> Exercise prompt: Copy the passage of the welder forum post below, starting at "http://www.millerwelds.com/products/mig/millermatic_180/" and ending at "about $350 more.".

> Passage given:

^^^^^^^^^^^^^^^^

A few years ago I purchased a Miller, Millermatic Challenger 172, along with the bottle attachment for Argon,Carbon Dioxide gas. I've used it both in the flux core mode and the gas mode and agree that once you've used the gas mode, it's difficult to go back to the flux core. This uses 0.30 wire and I've welded up to a quarter inch in a single pass. Just recently I bought the rest of the stuff (another gun and aluminum wire and helium bottle) so that I can do heliarc aluminum welding with it. Even that works great! If you only need to do some little things than yes, a 120VAC welder will probably fit the bill. Otherwise look at a 240VAC welder... such as mentioned above. Here's a link for the equivalent machine no days:

http://www.millerwelds.com/products/mig/millermatic_180/

Oh, before getting the heliarc stuff, I had about $1100 into my out fit... including one of those new fancy helmets. The heliarc stuff cost be about $350 more.

^^^^^^^^^^^^^^^^

Items with labeled area outlines:
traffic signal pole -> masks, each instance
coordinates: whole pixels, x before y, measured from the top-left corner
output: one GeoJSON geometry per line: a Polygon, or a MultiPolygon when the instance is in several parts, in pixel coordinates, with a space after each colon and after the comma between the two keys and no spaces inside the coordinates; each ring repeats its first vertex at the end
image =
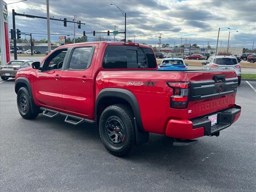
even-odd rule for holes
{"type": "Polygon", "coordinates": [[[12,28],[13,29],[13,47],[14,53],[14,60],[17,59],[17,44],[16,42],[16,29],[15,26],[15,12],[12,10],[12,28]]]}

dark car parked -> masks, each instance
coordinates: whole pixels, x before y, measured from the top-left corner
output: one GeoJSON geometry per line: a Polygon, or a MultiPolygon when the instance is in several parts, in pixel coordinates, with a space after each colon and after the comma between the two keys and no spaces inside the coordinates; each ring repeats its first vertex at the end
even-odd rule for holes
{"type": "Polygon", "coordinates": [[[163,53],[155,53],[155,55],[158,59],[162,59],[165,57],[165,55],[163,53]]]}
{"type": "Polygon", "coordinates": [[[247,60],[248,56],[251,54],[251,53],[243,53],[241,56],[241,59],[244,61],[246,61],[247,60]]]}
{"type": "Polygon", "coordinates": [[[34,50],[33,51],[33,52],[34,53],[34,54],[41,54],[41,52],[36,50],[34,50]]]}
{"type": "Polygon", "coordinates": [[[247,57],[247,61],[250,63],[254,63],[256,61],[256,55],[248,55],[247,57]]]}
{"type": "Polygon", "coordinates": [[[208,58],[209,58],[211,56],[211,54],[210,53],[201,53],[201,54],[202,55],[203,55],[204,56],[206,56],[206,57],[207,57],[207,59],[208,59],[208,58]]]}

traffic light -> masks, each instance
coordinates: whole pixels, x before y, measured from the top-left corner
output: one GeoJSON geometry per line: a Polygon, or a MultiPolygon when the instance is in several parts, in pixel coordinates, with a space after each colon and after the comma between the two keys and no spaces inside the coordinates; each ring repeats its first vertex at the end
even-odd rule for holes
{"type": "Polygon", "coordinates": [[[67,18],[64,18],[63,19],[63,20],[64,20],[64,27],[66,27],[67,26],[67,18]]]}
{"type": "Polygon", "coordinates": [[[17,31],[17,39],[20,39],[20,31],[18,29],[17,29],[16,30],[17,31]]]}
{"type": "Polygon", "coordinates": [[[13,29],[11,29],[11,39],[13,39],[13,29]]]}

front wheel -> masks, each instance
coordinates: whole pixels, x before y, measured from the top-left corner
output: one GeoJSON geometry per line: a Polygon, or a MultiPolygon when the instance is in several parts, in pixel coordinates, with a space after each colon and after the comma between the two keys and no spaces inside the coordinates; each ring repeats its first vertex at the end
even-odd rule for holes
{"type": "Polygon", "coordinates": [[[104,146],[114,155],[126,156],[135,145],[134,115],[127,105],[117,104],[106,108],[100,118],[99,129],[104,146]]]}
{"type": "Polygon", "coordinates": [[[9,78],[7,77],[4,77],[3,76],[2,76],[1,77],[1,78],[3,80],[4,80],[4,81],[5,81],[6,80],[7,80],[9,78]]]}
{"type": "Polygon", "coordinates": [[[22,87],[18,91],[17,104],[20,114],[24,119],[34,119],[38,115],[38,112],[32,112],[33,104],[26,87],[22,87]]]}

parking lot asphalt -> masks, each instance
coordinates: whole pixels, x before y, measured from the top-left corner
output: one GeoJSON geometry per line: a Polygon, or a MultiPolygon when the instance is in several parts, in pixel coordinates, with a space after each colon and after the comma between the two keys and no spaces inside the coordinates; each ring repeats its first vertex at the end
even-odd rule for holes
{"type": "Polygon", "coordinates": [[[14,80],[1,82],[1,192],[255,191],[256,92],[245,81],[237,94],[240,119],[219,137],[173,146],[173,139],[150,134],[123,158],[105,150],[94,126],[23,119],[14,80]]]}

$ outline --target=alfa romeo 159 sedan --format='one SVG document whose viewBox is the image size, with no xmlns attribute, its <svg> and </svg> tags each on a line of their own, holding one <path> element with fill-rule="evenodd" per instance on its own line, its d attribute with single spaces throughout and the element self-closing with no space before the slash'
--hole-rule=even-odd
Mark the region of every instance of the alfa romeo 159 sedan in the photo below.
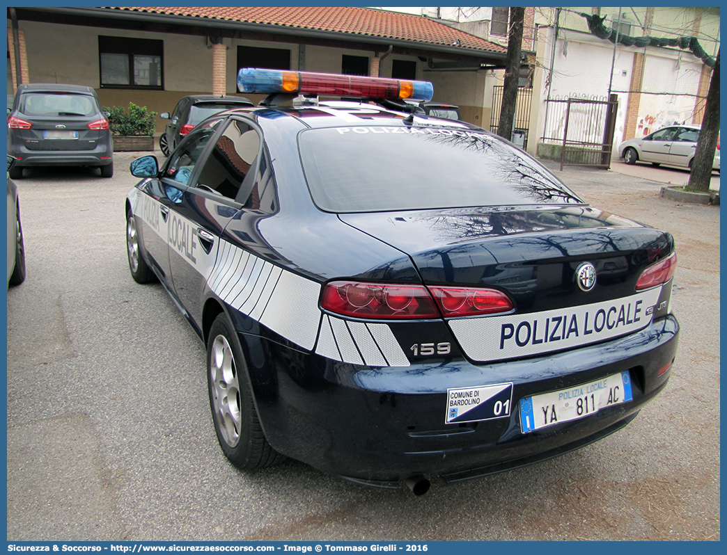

^^^^^^^^^^^^^^^^

> Task output:
http://www.millerwelds.com/products/mig/millermatic_180/

Oh, before getting the heliarc stuff, I had about $1100 into my out fit... including one of those new fancy helmets. The heliarc stuff cost be about $350 more.